**Exercise:** What is needed is an exact repeat of the lines from the line containing "Annotation task — pin every instance of the white wood" through the final line of the entries below, and nothing else.

Records from a dataset
--- START ---
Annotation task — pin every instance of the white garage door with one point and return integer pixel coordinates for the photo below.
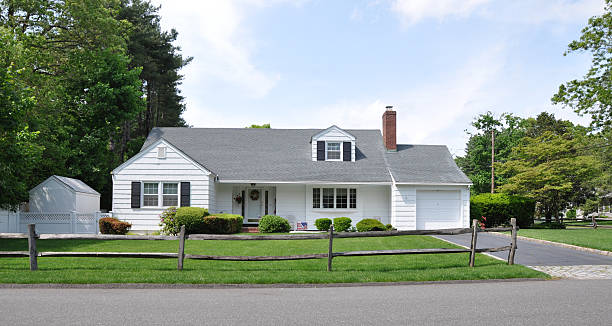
(438, 209)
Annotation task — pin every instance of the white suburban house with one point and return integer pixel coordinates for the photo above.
(300, 174)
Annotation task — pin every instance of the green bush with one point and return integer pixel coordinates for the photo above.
(110, 225)
(323, 224)
(342, 224)
(191, 217)
(222, 224)
(370, 224)
(167, 221)
(499, 208)
(273, 224)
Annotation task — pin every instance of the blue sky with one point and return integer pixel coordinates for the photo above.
(311, 64)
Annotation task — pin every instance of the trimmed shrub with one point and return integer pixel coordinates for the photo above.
(110, 225)
(323, 224)
(273, 224)
(342, 224)
(222, 224)
(370, 224)
(499, 208)
(167, 221)
(191, 217)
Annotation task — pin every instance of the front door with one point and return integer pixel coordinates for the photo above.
(253, 207)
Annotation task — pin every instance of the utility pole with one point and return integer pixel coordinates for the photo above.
(492, 160)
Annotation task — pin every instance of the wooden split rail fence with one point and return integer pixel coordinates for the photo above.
(33, 253)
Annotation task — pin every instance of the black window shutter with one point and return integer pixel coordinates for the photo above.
(320, 151)
(135, 194)
(185, 194)
(346, 155)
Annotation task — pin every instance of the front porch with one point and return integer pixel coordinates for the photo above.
(252, 201)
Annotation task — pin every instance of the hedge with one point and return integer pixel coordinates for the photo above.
(370, 224)
(222, 223)
(191, 217)
(323, 224)
(110, 225)
(342, 224)
(498, 209)
(273, 224)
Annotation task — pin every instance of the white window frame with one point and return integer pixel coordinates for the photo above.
(348, 199)
(160, 194)
(327, 150)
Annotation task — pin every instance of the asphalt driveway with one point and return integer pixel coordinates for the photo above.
(531, 253)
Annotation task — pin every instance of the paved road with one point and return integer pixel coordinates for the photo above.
(563, 302)
(531, 253)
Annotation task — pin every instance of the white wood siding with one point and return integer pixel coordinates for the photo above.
(405, 211)
(145, 166)
(294, 202)
(52, 196)
(87, 203)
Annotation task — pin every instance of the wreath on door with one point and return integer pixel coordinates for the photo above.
(254, 194)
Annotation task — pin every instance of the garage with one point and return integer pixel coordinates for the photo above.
(438, 209)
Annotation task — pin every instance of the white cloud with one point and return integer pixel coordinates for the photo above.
(213, 32)
(515, 11)
(434, 113)
(413, 11)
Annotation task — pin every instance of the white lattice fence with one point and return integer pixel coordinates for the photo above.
(59, 222)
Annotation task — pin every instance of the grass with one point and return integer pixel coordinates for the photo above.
(591, 238)
(346, 269)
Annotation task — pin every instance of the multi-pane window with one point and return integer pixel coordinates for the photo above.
(334, 198)
(316, 197)
(170, 194)
(150, 194)
(328, 197)
(353, 198)
(341, 199)
(333, 151)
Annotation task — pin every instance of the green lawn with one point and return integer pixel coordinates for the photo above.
(591, 238)
(346, 269)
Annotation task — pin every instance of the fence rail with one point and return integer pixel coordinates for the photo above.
(33, 254)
--- END ---
**Result of this task:**
Annotation task — pin every instance of the white wood siding with one point and return integer pixel coordinates for the photo above.
(405, 211)
(145, 166)
(294, 202)
(52, 196)
(87, 203)
Annotation task — pin every instance of the wreath on door with one point and return integer pixel coordinates for the photo above.
(254, 194)
Annotation task — pin every instance of the garage with one point and return integer pixel coordinates for the photo above.
(438, 209)
Annotation task — pin every instance of the white cloud with one point and return integer pixel coordinates for the photo above.
(213, 32)
(515, 11)
(434, 113)
(413, 11)
Annotation task — pin every instance of the white lattice fence with one point and return integer pixel coordinates for the photo above.
(59, 222)
Annotation task — pin every instance of the grass with one point and return integer pixel coordinates for the photo above.
(591, 238)
(346, 269)
Annotation task — pin every instance of the multi-pane window with one point and return integer pixel coordinates for the photo above.
(334, 198)
(316, 197)
(170, 194)
(150, 194)
(328, 197)
(353, 198)
(341, 199)
(333, 151)
Annotation task — pin every instance of the green lawn with one point and return integer pixel coordinates for the photo above.
(591, 238)
(346, 269)
Annotation task — pin every instance of the fence rail with one point and return integer pixel coordinates for the photo above.
(33, 254)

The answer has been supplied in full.